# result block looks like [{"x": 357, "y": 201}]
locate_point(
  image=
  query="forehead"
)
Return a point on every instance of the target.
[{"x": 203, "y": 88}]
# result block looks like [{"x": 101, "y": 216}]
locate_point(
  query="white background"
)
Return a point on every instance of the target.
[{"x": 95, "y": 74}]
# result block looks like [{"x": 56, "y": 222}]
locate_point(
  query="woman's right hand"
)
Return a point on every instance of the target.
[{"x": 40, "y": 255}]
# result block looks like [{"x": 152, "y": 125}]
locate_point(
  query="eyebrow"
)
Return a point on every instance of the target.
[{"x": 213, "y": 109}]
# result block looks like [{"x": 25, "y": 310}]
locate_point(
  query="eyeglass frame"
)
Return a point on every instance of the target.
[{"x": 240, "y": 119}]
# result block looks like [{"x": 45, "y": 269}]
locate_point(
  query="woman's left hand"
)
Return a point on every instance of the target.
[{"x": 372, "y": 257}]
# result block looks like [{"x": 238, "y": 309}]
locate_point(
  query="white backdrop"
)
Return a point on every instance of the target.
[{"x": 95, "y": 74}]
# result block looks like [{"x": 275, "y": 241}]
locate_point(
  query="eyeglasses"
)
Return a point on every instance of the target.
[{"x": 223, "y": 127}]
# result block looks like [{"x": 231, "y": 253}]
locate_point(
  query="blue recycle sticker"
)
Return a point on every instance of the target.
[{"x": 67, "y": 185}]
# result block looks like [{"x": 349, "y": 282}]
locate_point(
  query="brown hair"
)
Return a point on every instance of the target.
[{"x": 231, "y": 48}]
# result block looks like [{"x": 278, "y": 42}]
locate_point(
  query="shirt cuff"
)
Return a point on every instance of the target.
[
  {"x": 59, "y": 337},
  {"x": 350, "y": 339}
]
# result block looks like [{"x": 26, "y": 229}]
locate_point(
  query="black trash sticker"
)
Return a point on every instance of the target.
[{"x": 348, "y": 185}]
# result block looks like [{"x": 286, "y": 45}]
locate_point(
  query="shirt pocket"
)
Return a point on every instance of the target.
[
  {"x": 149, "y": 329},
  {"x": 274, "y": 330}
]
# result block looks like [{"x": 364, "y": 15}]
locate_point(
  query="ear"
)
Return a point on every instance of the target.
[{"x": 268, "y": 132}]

------------------------------------------------------------------------

| What is asked |
Reproduce the data, keeping every line exactly the same.

| Worked solution |
# result block looks like [{"x": 357, "y": 201}]
locate_point(
  image=
  query="forehead"
)
Return a point on every instance of the target.
[{"x": 203, "y": 88}]
# result block looks like [{"x": 101, "y": 216}]
locate_point(
  query="white background"
)
Return a point on every instance of the target.
[{"x": 95, "y": 74}]
# result block looks like [{"x": 56, "y": 222}]
locate_point(
  query="woman's right hand"
)
Return a point on every instance of the target.
[{"x": 40, "y": 255}]
# result block looks like [{"x": 152, "y": 125}]
locate_point(
  query="eyebrow"
)
Return a point on every instance of the target.
[{"x": 213, "y": 109}]
# result block looks like [{"x": 25, "y": 310}]
locate_point(
  query="eyeglass frame"
)
Return a point on every instance of the target.
[{"x": 240, "y": 119}]
# result block looks like [{"x": 45, "y": 269}]
locate_point(
  query="woman's left hand"
)
Return a point on every instance of the target.
[{"x": 372, "y": 257}]
# result block looks like [{"x": 238, "y": 309}]
locate_point(
  query="white backdrop"
)
Return a point on every instance of the target.
[{"x": 95, "y": 74}]
# result block looks like [{"x": 275, "y": 241}]
locate_point(
  query="eyeglasses"
)
Return a point on every instance of the target.
[{"x": 223, "y": 127}]
# result block looks like [{"x": 231, "y": 253}]
locate_point(
  query="blue recycle sticker"
)
Return a point on every instance of the target.
[{"x": 67, "y": 185}]
# result block looks like [{"x": 349, "y": 282}]
locate_point(
  query="brown hair"
)
Return a point on every instance of the target.
[{"x": 231, "y": 48}]
# result block looks like [{"x": 278, "y": 42}]
locate_point(
  query="shirt cuff"
)
Return a point on every instance of the target.
[
  {"x": 59, "y": 337},
  {"x": 350, "y": 339}
]
# result block looks like [{"x": 26, "y": 229}]
locate_point(
  query="black trash sticker"
)
Return a point on every instance of the target.
[{"x": 348, "y": 185}]
# result block looks like [{"x": 286, "y": 45}]
locate_point(
  query="shirt pocket"
)
Return a point on every instance of the target.
[
  {"x": 149, "y": 329},
  {"x": 274, "y": 330}
]
# result block looks like [{"x": 364, "y": 15}]
locate_point(
  query="ear"
)
Return a point on every instance of the target.
[{"x": 268, "y": 132}]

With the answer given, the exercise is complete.